Begin Provided records

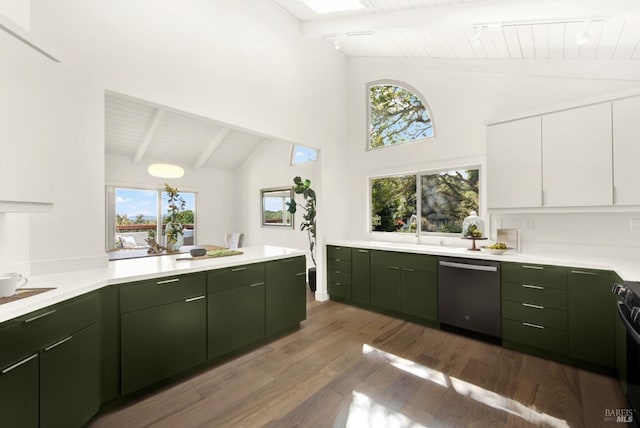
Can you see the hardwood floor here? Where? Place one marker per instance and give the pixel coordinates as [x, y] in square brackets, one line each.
[350, 367]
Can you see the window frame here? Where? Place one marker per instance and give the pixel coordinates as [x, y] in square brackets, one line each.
[110, 204]
[418, 174]
[406, 87]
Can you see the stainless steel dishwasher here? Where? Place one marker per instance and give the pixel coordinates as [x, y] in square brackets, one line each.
[469, 294]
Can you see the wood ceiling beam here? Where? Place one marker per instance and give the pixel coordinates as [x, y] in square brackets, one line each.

End Provided records

*Exercise requirements*
Please extract every line from the one containing "Can you see the stainless" through the last line of the rows, both ends included, and copy them over unchanged.

*The completed task*
Can you see the stainless steel dishwasher here? Where? Place one marker per instance and give the pixel coordinates as [x, y] in square brackets, one line each.
[469, 294]
Can you see the wood ceiling beam here? Where? Place one marker per instance and give the pixel coordinates as [x, y] in square brackets, one line each.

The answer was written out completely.